Reproduce verbatim every line of the listing below, from the line containing "Category: ceiling fan light kit" through the final line of the listing, both included.

**Data rows**
☆ ☆ ☆ ☆
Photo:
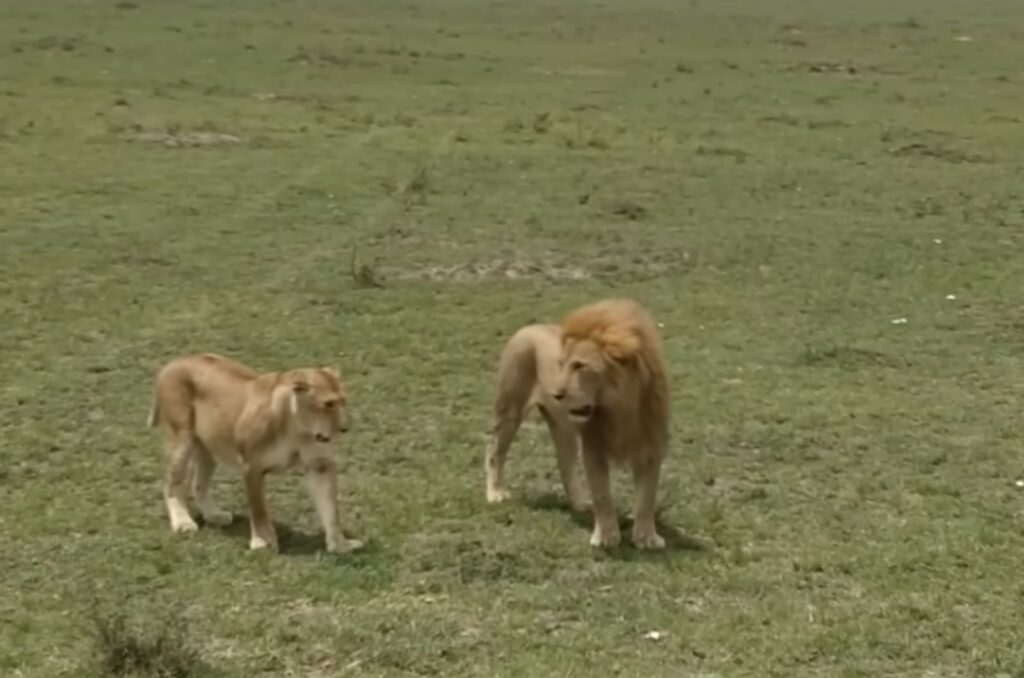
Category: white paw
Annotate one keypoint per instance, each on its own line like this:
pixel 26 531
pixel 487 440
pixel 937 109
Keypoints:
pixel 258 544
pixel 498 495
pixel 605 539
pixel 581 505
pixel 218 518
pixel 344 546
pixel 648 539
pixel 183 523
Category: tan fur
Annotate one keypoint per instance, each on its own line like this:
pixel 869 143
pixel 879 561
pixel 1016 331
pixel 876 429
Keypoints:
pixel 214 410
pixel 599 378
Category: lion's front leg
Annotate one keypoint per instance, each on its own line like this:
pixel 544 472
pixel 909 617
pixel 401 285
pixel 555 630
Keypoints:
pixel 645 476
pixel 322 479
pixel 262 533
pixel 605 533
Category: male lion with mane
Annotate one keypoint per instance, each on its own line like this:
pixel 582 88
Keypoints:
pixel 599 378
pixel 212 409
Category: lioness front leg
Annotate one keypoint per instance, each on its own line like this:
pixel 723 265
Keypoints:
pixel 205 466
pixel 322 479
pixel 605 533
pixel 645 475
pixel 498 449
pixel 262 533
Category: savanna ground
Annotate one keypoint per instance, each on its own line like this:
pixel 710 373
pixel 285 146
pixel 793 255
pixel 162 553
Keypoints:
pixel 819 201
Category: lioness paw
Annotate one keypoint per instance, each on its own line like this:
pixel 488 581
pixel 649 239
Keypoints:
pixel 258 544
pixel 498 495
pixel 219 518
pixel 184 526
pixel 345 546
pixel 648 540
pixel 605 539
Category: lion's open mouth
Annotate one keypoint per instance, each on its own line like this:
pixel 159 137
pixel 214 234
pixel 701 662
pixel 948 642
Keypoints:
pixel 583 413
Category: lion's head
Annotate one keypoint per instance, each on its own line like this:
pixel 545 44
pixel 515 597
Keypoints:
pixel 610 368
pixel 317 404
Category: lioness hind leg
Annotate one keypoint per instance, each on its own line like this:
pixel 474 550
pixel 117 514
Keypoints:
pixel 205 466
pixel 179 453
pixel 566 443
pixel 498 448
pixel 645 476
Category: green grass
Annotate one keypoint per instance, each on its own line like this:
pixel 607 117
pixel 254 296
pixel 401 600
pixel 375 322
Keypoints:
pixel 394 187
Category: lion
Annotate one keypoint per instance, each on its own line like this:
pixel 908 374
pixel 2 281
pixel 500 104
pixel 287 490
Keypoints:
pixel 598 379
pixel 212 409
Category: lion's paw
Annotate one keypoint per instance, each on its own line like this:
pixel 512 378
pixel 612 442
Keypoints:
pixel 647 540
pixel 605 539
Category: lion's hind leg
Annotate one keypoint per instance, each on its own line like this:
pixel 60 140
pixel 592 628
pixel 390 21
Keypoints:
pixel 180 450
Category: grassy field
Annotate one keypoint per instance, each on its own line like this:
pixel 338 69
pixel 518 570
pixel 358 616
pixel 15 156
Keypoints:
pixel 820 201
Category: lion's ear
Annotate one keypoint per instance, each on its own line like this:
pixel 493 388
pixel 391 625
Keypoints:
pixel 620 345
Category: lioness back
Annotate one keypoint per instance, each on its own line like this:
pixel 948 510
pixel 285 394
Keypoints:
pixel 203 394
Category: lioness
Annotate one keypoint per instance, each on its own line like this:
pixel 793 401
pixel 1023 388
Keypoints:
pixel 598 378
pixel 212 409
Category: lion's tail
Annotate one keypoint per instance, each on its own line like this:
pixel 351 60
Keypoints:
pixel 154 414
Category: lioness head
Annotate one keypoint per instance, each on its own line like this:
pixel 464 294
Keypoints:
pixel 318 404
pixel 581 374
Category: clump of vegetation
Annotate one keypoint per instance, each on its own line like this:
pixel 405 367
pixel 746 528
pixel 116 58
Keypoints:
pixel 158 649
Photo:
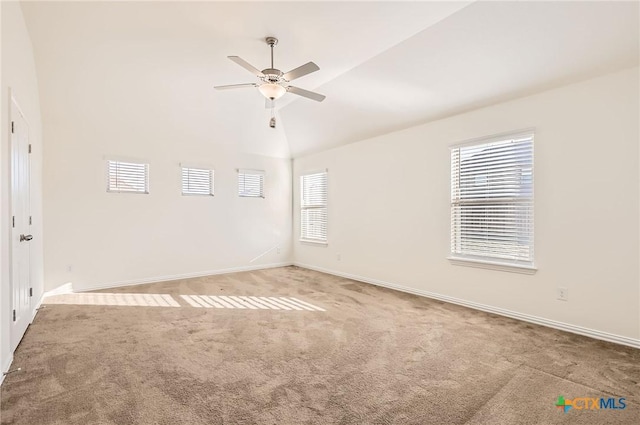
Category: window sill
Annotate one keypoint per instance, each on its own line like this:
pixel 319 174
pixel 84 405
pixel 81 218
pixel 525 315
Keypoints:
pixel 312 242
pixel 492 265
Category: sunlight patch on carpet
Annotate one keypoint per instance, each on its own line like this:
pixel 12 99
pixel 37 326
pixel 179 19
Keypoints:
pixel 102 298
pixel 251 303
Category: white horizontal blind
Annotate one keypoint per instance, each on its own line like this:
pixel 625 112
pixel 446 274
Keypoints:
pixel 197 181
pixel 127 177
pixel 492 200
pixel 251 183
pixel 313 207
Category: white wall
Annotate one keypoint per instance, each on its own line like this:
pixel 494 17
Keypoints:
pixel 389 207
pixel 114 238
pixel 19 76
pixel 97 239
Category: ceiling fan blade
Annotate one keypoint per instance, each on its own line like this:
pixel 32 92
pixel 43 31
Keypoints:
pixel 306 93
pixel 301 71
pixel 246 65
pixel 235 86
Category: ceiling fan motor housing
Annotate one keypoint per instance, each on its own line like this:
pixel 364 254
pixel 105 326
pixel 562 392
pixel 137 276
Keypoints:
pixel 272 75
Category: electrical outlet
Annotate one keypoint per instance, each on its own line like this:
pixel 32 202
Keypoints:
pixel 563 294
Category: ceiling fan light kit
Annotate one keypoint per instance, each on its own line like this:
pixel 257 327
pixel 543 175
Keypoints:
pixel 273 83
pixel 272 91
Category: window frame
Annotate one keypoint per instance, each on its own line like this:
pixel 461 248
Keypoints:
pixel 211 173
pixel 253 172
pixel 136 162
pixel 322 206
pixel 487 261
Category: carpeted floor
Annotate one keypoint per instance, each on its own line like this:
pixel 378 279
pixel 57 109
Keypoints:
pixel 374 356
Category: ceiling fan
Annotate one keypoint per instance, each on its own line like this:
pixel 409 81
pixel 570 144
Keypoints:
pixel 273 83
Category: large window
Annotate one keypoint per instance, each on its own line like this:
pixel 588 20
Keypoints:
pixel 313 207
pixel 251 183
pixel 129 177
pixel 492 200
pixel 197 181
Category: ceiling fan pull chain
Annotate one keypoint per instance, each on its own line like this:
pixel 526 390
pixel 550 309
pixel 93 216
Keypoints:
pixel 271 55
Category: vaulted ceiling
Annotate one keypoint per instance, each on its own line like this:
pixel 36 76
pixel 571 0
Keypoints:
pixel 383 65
☆ ☆ ☆ ☆
**Exercise answer**
Category: ceiling fan light kit
Annotate one keypoint per instance, each on its own line like this:
pixel 257 327
pixel 543 175
Keypoints:
pixel 273 83
pixel 272 91
Category: window frame
Annotate one keypoint per instance, each on its own line like this:
pixel 461 248
Keypoints:
pixel 211 173
pixel 253 172
pixel 136 162
pixel 322 206
pixel 487 261
Category: carpeted floor
Annotate one keypoint per instance, each on its own line like this:
pixel 378 279
pixel 57 109
Keypoints:
pixel 374 356
Category: ceiling fan
Annotate one keypoint per instance, each on its own line like this:
pixel 409 81
pixel 570 144
Keypoints:
pixel 273 83
Category: large window
Annotate one keypoint per instance, each on its own line like this:
pixel 588 20
Keypoints:
pixel 313 207
pixel 251 183
pixel 129 177
pixel 492 200
pixel 197 181
Category: ceiling fan pull chain
Annotate one keypoint per instance, each on its own line like this:
pixel 526 390
pixel 550 309
pixel 93 216
Keypoints:
pixel 271 55
Category: vaulted ceiling
Annotate one keypoint per instance, each on its own line like this:
pixel 36 76
pixel 571 0
Keypoints:
pixel 383 65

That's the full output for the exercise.